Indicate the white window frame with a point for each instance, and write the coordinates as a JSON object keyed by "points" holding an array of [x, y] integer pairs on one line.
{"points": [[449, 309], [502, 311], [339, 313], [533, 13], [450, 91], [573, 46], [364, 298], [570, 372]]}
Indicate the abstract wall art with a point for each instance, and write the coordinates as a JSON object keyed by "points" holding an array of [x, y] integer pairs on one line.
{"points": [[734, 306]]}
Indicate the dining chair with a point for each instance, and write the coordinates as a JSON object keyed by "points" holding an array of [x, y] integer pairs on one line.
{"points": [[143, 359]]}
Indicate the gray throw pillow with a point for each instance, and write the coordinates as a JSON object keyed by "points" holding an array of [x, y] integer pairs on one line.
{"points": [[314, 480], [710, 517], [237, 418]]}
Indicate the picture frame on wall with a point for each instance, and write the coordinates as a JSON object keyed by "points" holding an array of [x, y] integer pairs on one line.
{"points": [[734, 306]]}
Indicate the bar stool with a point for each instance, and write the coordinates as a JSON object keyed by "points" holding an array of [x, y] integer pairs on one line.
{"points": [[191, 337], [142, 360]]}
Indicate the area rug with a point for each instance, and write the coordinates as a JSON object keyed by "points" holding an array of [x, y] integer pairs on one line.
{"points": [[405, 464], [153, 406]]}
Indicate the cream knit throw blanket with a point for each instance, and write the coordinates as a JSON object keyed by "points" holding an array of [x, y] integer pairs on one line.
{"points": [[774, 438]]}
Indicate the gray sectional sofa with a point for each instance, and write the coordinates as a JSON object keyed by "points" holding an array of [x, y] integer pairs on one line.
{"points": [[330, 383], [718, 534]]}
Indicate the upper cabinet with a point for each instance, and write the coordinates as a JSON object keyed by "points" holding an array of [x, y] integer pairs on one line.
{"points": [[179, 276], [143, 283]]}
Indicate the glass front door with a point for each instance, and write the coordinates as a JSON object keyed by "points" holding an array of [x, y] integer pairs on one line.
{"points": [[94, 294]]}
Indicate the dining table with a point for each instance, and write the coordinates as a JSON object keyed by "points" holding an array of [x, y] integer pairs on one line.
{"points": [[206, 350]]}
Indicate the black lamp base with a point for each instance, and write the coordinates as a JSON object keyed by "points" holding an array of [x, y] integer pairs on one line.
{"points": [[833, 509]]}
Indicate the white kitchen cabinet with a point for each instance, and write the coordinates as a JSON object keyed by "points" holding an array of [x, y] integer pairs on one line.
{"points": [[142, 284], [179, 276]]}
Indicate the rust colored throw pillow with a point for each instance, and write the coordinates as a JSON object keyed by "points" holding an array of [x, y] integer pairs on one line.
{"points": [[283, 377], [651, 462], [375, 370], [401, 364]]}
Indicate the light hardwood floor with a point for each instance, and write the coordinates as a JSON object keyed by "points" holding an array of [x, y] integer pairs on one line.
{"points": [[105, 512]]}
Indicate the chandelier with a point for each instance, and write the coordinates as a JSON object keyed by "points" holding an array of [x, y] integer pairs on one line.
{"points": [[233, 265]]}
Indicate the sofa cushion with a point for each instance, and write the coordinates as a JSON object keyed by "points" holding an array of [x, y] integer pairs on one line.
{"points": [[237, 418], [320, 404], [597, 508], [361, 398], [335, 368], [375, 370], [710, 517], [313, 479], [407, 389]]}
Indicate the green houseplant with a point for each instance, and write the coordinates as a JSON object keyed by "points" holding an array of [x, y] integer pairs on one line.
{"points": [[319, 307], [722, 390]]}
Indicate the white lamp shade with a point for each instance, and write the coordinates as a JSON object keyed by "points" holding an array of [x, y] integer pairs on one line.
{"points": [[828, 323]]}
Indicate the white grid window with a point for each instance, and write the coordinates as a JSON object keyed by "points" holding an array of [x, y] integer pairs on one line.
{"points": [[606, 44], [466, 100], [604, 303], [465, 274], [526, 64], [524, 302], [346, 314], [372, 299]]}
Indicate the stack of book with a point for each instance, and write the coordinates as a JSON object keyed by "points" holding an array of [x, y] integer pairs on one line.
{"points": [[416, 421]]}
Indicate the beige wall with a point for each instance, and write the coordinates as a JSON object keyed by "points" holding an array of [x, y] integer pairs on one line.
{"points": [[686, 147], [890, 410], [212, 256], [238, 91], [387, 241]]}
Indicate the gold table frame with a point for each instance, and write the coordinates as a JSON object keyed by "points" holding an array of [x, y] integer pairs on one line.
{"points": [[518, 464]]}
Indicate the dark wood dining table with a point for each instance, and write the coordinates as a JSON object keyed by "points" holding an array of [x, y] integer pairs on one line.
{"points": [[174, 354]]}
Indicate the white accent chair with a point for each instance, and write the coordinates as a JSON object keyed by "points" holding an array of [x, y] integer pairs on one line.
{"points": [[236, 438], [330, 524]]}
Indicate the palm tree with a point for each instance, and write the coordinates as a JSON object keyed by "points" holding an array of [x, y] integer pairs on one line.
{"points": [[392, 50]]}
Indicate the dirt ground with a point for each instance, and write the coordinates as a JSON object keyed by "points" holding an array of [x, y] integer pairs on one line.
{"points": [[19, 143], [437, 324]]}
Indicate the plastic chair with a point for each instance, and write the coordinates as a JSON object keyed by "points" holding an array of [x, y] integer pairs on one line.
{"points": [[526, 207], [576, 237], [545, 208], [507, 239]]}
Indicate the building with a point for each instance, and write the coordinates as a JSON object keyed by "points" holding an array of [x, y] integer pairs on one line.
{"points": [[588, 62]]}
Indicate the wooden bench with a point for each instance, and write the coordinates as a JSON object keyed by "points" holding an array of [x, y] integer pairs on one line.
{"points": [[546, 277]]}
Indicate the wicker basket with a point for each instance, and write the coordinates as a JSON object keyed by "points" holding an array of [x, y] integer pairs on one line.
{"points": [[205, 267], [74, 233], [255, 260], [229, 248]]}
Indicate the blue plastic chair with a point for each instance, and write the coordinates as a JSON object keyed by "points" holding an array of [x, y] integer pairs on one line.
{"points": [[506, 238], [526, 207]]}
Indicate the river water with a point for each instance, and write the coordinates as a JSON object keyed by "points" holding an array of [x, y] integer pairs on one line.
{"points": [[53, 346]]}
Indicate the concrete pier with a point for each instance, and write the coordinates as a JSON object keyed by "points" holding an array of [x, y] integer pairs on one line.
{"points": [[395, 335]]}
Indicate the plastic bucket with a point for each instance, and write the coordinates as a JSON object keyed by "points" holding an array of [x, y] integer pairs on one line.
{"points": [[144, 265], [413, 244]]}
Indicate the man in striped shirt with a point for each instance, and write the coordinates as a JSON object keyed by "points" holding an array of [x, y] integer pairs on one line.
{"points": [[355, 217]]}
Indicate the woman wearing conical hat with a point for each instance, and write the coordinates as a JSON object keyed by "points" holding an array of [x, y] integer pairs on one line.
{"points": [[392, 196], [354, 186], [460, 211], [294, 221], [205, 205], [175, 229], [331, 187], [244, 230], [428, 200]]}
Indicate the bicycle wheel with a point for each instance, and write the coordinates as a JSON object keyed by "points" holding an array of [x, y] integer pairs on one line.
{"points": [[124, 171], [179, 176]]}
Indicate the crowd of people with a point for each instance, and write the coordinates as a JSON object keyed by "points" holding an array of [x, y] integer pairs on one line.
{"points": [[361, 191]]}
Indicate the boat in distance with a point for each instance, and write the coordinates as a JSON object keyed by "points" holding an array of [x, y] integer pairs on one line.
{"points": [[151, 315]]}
--------
ABOUT THIS EXERCISE
Print the full listing verbatim. Leave nothing out.

ANSWER
Indicate the white window frame with a point for each instance, and write the coordinates as a JSON object keyed by "points" holding an array of [x, y] integer pairs on one line.
{"points": [[449, 309], [502, 311], [339, 313], [533, 13], [450, 91], [573, 46], [364, 298], [570, 372]]}
Indicate the abstract wall art with a point for each instance, and write the coordinates as a JSON object keyed by "points" holding an array of [x, y] integer pairs on one line.
{"points": [[734, 306]]}
Indicate the dining chair with a point for each instance, and write the coordinates as a JSON object keyed by "points" holding an array of [x, y] integer pairs on one line.
{"points": [[143, 359]]}
Indicate the gray throw pillow with a point for each instance, and write the coordinates as a JSON object keyed by "points" holding an array of [x, y] integer pairs on one line.
{"points": [[314, 480], [710, 517], [237, 418]]}
Indicate the picture frame on wall with a point for each instance, and write the coordinates as a JSON object keyed by "points" holding an array of [x, y] integer pairs on one line.
{"points": [[734, 306]]}
Indicate the bar stool with a point for each instance, and write the coordinates as a JSON object keyed by "points" holding an array of [x, y] integer pairs on one line.
{"points": [[191, 337], [142, 360]]}
Indicate the area rug with a point for each instance, and write the coordinates as a JSON object keyed by "points" holding an array of [x, y] integer pairs on one line.
{"points": [[405, 464], [153, 406]]}
Indicate the cream knit throw blanket with a point for each instance, and write the coordinates as a JSON object keyed by "points" holding an array of [x, y] integer pairs on one line.
{"points": [[774, 438]]}
Indicate the gray sectional sofa with a point for each instance, and write the coordinates as a JSON object keyed by "points" holding an array of [x, y] integer pairs on one line.
{"points": [[330, 383], [718, 534]]}
Indicate the upper cabinet with a point for each instance, and write the coordinates as a JSON object keyed by "points" holding an array of [x, y] integer pairs on one line.
{"points": [[179, 276], [143, 283]]}
Indicate the glass front door with a point for each instance, and write the coordinates as a JSON object keyed by "points" holding an array of [x, y] integer pairs on one line.
{"points": [[94, 294]]}
Indicate the dining table with a point for each instance, and write the coordinates as a JSON object keyed by "points" holding an array of [x, y] integer pairs on one line.
{"points": [[206, 350]]}
Indicate the black lamp base with a point for each instance, and write the coordinates as a JSON object keyed by "points" holding an array of [x, y] integer pairs on one line.
{"points": [[833, 509]]}
Indicate the white kitchen cabinet with a point for each instance, and write the coordinates as a JSON object keyed by "points" holding an array of [x, y] integer pairs on one line.
{"points": [[142, 284], [179, 276]]}
Indicate the rust colored throw pillow with a point for each instance, and write the coordinates as a JSON object keyed by "points" holding an array of [x, y] integer pairs on one line.
{"points": [[283, 377], [651, 462], [375, 370], [401, 364]]}
Indicate the light hardwood floor with a point for each instance, and write the coordinates as a JSON object keyed by "points" holding an array of [x, y] integer pairs on one line.
{"points": [[105, 512]]}
Indicate the chandelier with a point for each instance, and write the coordinates as a JSON object keyed by "points" holding an array of [x, y] integer pairs on one line.
{"points": [[233, 265]]}
Indicate the sofa cushion with a point for each instance, and write the coordinates as a JSON object keyed by "points" holding an array of [x, y] integer pairs on one line.
{"points": [[237, 418], [320, 404], [597, 508], [361, 398], [335, 368], [375, 370], [710, 517], [313, 479], [407, 389]]}
Indicate the green houseplant with a point for each instance, and write the coordinates as a JSON object keyed by "points" holding an array of [x, y] integer pairs on one line.
{"points": [[319, 307], [722, 390]]}
Indicate the white lamp shade with a point for each instance, and write the coordinates as a JSON object keyed by "points" holding an array of [x, y] integer pairs on one line.
{"points": [[828, 323]]}
Indicate the white grid window with a point for each instance, and write the coordinates as a JSON object keyed by "points" holding an array of [x, y] integer pairs on one line.
{"points": [[606, 44], [466, 100], [604, 303], [465, 274], [526, 64], [524, 302], [346, 314], [372, 299]]}
Indicate the stack of book with a point for each instance, and write the coordinates as a JSON object keyed by "points" holding an array of [x, y] integer pairs on one line.
{"points": [[416, 421]]}
Indicate the beige wall with a point for each instance, and write the coordinates as a JSON object keyed by "points" holding an array of [x, y] integer pairs on one line.
{"points": [[686, 147], [890, 410], [212, 256], [238, 91], [387, 241]]}
Indicate the gold table frame with a point for each instance, and write the coordinates as a JSON object keyed by "points" holding an array of [x, y] integer pairs on one line.
{"points": [[518, 464]]}
Indicate the dark wood dining table with a point for each instance, and write the coordinates as a JSON object keyed by "points" holding an array of [x, y] integer pairs on one line.
{"points": [[174, 354]]}
Indicate the white accent chair with a point for each instance, and write the coordinates as a JSON object keyed by "points" holding an array of [x, y] integer pairs on one line.
{"points": [[236, 438], [330, 524]]}
Indicate the palm tree with a point for each instance, and write the coordinates as a JSON object keyed by "points" holding an array of [x, y] integer pairs on one line.
{"points": [[392, 50]]}
Indicate the dirt ground with a point for each instance, and write the coordinates as a JSON object keyed by "points" holding an array of [x, y] integer pairs on one line.
{"points": [[19, 143], [437, 324]]}
Indicate the plastic chair with a point for each instance, and write the coordinates as a JSON object keyed by "points" holding an array of [x, y] integer pairs on one line.
{"points": [[526, 207], [576, 237], [545, 208], [507, 239]]}
Indicate the building with a point for each instance, and write the coordinates as a JSON object keyed by "points" holding an array of [x, y] integer pairs on one line.
{"points": [[588, 62]]}
Indicate the wooden bench with a point for each instance, and write the coordinates as a JSON object keyed by "points" holding an array of [x, y] integer pairs on one line.
{"points": [[546, 277]]}
Indicate the wicker basket with a point for each instance, and write the coordinates as a JSON object keyed by "points" holding an array of [x, y] integer pairs on one line.
{"points": [[205, 267], [74, 233], [255, 260], [229, 248]]}
Indicate the blue plastic chair with a point for each instance, and write the coordinates as a JSON object keyed by "points" holding an array of [x, y] integer pairs on one line.
{"points": [[506, 238], [526, 207]]}
Indicate the river water with a point for each instance, and write the coordinates as a JSON object keyed by "points" holding an array of [x, y] integer pairs on one line.
{"points": [[53, 346]]}
Indicate the concrete pier with a point for each instance, and write the coordinates as a JSON object keyed by "points" holding an array of [x, y] integer pairs on one line.
{"points": [[395, 335]]}
Indicate the plastic bucket with a point for each instance, and write the coordinates as a JSON object keyed by "points" holding an array of [x, y] integer pairs on one line.
{"points": [[144, 265], [413, 244]]}
Indicate the man in striped shirt with a point for each instance, and write the coordinates as a JSON object keyed by "points" holding an array of [x, y] integer pairs on one line.
{"points": [[355, 217]]}
Indicate the woman wearing conical hat with a point for each instance, and write the coordinates as a JSON object keyed by "points" holding an array of [x, y] integer pairs on one line.
{"points": [[392, 196], [354, 186], [460, 211], [294, 221], [205, 205], [175, 229], [331, 187], [244, 230], [428, 200]]}
Indicate the bicycle wheel with a point for each instance, and write the coordinates as a JSON object keyed by "points" holding an array of [x, y] integer pairs on one line.
{"points": [[124, 171], [179, 176]]}
Indicate the crowd of people with a point for each instance, and write the coordinates as a JSON object keyed by "points" holding an array of [x, y] integer pairs on one line.
{"points": [[361, 191]]}
Indicate the boat in distance with a point for each instance, and write the coordinates as a JSON object keyed by "points" holding an array of [x, y] integer pairs on one line.
{"points": [[151, 315]]}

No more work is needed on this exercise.